- Exercise aim: In the listing below, reproduce only the lines running from the one containing "for the brick" through the one containing "left=96, top=26, right=140, bottom=49", both included, with every occurrence of "supervisor" changed to "manager" and everything else left as it is.

Detection examples:
──────
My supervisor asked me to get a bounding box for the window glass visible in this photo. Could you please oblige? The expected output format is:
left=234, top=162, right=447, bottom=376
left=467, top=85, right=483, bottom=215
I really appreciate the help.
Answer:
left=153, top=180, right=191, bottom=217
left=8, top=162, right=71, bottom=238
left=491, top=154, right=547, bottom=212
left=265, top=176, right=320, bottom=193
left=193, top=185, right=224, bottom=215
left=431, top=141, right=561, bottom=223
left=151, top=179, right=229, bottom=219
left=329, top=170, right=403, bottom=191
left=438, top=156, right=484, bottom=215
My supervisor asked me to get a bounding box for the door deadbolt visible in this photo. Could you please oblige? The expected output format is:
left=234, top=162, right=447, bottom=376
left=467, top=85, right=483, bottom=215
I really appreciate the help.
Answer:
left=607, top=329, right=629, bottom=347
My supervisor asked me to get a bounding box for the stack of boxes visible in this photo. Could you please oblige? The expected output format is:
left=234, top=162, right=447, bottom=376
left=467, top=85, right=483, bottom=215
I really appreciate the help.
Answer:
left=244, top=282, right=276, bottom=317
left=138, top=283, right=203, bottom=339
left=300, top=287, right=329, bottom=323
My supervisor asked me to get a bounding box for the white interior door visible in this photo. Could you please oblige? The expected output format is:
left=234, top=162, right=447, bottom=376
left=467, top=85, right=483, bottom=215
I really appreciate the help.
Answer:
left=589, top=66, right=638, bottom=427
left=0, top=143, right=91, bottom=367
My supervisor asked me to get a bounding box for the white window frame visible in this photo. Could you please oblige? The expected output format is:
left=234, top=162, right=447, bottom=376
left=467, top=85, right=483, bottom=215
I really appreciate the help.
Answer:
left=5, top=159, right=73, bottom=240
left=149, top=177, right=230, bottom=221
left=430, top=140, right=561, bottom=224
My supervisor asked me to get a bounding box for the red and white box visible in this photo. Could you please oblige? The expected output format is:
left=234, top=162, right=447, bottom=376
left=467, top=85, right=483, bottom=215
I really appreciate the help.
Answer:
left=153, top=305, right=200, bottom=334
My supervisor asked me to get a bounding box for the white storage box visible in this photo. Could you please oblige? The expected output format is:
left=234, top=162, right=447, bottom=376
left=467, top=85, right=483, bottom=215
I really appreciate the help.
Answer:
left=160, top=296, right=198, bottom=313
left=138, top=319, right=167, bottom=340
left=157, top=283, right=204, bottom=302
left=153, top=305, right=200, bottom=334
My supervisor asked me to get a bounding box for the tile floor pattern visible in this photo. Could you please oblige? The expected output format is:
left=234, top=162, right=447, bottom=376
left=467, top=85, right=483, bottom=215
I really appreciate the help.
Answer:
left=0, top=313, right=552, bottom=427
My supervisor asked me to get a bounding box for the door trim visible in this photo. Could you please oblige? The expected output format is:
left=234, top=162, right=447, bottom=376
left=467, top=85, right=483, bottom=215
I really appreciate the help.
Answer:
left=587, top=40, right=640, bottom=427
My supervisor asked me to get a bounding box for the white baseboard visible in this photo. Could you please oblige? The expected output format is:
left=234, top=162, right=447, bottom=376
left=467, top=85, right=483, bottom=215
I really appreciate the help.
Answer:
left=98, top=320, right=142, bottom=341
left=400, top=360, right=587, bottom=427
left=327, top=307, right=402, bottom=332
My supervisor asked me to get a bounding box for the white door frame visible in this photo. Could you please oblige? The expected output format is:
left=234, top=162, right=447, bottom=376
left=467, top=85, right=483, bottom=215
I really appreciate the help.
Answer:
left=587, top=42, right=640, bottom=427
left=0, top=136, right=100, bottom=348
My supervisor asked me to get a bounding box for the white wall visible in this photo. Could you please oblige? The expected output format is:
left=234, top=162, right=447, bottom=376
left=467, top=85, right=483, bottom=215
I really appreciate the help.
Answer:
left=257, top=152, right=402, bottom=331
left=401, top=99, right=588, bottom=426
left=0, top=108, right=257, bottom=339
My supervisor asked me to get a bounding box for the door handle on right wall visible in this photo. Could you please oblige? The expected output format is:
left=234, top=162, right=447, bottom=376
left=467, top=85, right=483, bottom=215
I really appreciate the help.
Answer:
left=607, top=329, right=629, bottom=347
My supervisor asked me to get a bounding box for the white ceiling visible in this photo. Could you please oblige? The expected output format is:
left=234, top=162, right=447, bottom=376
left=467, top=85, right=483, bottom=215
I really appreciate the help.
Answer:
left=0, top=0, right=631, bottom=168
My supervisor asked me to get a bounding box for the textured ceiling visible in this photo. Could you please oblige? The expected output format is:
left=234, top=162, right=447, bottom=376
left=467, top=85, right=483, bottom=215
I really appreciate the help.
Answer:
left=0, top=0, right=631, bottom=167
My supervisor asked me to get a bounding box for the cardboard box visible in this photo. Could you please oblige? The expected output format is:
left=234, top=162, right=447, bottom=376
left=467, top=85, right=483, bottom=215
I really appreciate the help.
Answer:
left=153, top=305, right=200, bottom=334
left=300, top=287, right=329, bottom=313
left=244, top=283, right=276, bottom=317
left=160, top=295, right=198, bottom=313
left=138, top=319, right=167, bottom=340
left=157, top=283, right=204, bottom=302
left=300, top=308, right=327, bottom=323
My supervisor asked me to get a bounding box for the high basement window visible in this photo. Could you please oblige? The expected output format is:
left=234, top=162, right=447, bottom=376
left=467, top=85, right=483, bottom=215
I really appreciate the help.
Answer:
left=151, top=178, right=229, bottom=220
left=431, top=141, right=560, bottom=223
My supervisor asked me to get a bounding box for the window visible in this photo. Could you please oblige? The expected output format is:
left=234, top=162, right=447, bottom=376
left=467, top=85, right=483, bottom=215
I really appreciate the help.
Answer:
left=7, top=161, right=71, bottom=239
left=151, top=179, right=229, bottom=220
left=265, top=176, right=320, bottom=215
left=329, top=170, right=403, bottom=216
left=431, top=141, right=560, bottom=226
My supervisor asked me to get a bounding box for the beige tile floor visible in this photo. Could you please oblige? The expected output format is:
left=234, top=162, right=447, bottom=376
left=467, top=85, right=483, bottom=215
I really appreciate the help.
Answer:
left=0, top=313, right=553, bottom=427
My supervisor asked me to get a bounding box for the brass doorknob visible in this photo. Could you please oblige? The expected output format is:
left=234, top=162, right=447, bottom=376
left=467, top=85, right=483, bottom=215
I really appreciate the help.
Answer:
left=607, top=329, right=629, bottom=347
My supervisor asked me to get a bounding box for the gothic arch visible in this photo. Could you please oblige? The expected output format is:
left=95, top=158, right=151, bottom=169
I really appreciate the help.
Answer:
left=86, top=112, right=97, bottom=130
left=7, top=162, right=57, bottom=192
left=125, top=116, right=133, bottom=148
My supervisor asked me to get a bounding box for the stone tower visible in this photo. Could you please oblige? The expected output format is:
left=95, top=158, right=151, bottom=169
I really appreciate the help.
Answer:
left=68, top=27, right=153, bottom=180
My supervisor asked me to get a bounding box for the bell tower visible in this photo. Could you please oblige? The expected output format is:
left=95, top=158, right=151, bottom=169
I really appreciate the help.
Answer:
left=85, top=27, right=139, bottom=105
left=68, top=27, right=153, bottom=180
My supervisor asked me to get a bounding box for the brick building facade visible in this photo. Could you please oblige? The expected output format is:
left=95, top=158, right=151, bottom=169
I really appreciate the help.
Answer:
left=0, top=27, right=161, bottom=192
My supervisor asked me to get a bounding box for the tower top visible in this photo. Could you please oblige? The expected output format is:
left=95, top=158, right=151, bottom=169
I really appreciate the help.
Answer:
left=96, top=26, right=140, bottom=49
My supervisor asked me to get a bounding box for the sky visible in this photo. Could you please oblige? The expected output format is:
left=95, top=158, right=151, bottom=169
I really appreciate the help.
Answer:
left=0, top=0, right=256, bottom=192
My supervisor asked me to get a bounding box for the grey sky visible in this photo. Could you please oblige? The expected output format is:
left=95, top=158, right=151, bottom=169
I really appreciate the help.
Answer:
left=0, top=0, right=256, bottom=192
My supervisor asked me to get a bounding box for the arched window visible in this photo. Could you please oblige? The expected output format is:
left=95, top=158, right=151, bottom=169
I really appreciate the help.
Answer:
──────
- The answer:
My manager asked me to get a bounding box for the brick building facade visible in this photo. Could you please oblige? The expected output format is:
left=95, top=158, right=151, bottom=169
I really appreciate the help.
Answer:
left=0, top=27, right=161, bottom=192
My manager asked me to get a bounding box for the tower top visible in this photo. Could you please oblige? The expected output format is:
left=95, top=158, right=151, bottom=169
I really appreciate the help.
Answer:
left=96, top=26, right=140, bottom=49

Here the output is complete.